• **Selected passage**
------------------------------

# What's the proper way to cook steaks that have been marinating?



## copper (Oct 14, 2010)

I have a question regarding cooking steaks that have been marinating.

Ordinarily, when sauteeing steaks, you want to pat them dry and use nothing more than a bit of oil in the pan (not counting seasonings added after they're in).


However, when cooking steaks that have been marinating, what is the protocol?  Do you still want to dry them first or put them in dripping?  Do you still use oil?  Is it a good or bad idea to put some of the marinade in the pan so you have extra "sauce" to pour on the steaks when they're done?

This part is new to me, and I'd appreciate any guidance people can offer.


----------



## french fries (Sep 5, 2008)

Same protocol: pat them dry before you put them in the hot pan with hot oil.

As for using the marinade for sauce - why not? But marinades are usually not designed to be eaten by themselves, as they are strongly flavored. And sauces usually need to be reduced to get to the desired consistency. So maybe you can use just a couple tablespoons of that marinade as a seasoning to your sauce - but it will also need body (stock, cream, etc...).


----------



## chrisbelgium (Oct 2, 2010)

You're probably talking about non-oily marinades; in wine etc. mostly used on bigger pieces of meat.

There's also oil marinades which are better fit for steaks imo. I usually take nice steaks out of the fridge well before cookingtime and put them on a plate, pour some sunfloweroil on, spread some thymeleaves over them, some roughly chopped garlic and black pepper. I dig in with my hands to get the oil on everywhere. Half an hour later, the flavors are allready in the meat... You can marinate longer if you want to.

Oil/fat is the best and fastes "transmitter" of flavor and smells. Initially, they used porkfat to capture the smells from flowers in the parfum capital of France; Grasse.

------------------------------

[Dataset entries]

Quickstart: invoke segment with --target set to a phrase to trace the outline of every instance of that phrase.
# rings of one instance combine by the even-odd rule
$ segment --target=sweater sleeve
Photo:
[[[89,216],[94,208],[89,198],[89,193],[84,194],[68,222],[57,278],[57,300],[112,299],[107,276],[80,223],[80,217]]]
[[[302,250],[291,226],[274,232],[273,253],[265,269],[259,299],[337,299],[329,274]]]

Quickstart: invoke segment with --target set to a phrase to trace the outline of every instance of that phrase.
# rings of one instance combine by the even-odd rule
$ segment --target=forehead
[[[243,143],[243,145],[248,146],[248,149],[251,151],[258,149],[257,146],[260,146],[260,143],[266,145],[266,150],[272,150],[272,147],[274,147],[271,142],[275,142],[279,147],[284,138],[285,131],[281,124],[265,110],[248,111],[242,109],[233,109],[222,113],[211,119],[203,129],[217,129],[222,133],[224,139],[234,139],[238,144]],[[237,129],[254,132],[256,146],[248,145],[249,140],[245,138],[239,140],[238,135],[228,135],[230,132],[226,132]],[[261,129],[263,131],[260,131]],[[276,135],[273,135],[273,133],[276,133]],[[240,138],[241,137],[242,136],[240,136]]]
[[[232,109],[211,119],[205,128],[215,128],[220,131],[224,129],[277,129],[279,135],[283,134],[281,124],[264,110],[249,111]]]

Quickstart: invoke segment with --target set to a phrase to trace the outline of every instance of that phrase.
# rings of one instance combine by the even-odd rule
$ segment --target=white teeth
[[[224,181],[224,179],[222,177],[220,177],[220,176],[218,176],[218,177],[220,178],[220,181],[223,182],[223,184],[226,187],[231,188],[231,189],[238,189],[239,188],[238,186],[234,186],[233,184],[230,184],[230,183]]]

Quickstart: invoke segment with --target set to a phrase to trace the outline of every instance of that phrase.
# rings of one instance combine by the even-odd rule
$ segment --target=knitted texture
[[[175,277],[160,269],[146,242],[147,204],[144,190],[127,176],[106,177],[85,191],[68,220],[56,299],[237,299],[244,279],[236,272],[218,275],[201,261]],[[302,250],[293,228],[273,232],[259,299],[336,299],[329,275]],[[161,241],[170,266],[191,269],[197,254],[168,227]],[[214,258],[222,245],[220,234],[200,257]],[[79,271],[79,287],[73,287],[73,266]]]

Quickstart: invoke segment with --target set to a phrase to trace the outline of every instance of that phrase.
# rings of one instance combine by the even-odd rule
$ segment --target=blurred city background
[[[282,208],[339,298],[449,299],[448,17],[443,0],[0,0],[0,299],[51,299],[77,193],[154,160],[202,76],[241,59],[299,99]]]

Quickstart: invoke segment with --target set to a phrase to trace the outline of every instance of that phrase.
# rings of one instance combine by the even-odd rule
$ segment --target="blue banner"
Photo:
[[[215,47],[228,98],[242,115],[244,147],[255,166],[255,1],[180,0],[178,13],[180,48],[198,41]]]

------------------------------

• **Explore the material**
a – According to the thread on cooking marinated steaks, what should be added to a sauce made with a couple tablespoons of marinade so that it has body?
b – Decide whether each statement agrees with the thread on cooking marinated steaks, answering yes or no and quoting the deciding words: (i) The reply from french fries says marinated steaks should go into the pan without being dried. (ii) The reply from chrisbelgium describes pouring sunflower oil on the steaks. (iii) The reply from chrisbelgium says the flavors need several hours to get into the meat.
c – Resume the thread on cooking marinated steaks from the point where it stops.

• **Responses by task**
a – Stock, cream, or something similar.

b –
(i) No: "Same protocol: pat them dry before you put them in the hot pan with hot oil."
(ii) Yes: "pour some sunfloweroil on"
(iii) No: "Half an hour later, the flavors are allready in the meat..."

c –
Anyway, I proceed with taking all the garlic off; it will burn and turn bitter in your pan if you don't. The marinating oil, pepper and thyme -which is a perfect match with beef-  stays on.

I then sear the meat in a hot pan with just a drop of extra oil in the pan. I first sear on one side, then turn and salt this seared side. Turn again when seared that side too, and salt immediately. Depending on the thickness of the steak, it gets in the oven. Let the meat rest. Done, full of flavor and tender, as the oil protects it from drying out!


----------



## kyheirloomer (Feb 1, 2007)

Actually, a good steak----that is, top cuts like rib eye, top loin, strip, etc.---don't need any marinade at all. Tough steaks, on the other hand, those that benefit from marinating, such as flank steak, usually aren't pan-fried.

But if you do use one, French Fries is correct. Dry it off as well as possible. A moisture-coated steak will steam rather than sear.

Chris: While there's certainly nothing wrong with your approach (just the opposite, in fact, as it's a great way to sear a steak), I wouldn't call what you're doing a marinade. "Marinating" implies soaking for a long time in a strongly flavored liquid. I'd say what you're doing is creating an herbal crust.


----------



## copper (Oct 14, 2010)

Thanks, guys. I appreciate the advice. And to clarify, what I'm doing is a genuine marinade (with wine and other non-oily bases). I've got the steaks marinating for 36 hours before I try to cook them, and I'm crossing my fingers because it's the first time I'm trying this recipe out. /img/vbsmilies/smilies//smile.gif


----------



## chrisbelgium (Oct 2, 2010)

KYHeirloomer said:


> ... I wouldn't call what you're doing a marinade. "Marinating" implies soaking for a long time in a strongly flavored liquid. I'd say what you're doing is creating an herbal crust.


You're very right about the discription of a classic marinade (as a noun). It was indeed originally intended to preserve the meat a while longer, to tenderize the meat, or to tweak it when it was a little "off", or simply to give it a nice flavor.

However, marinating (as a verb) is soaking something in any liquid. I've seen using the verb for using classic marinade, oil based or as in the oriental kitchen in a combination of soya, oil, ricewine and other stuff. Marinating is even used to discribe using a "dry marinade" with just herbs and no liquid.

It's all terminology and a little confusing. I'm sure BDL will grab a dictionary to enlighten all of us with His wisdom.


----------



## petemccracken (Sep 18, 2008)

ChrisBelgium said:


> ... I'm sure BDL will grab a dictionary to enlighten all of us with His wisdom..


A "key point" in discussing "terminology", whether "culinary" or any other subject; one can "describe in detail" OR use a word that conveys a detailed meaning that ALL understand in the same manner to avoid having to "describe in detail".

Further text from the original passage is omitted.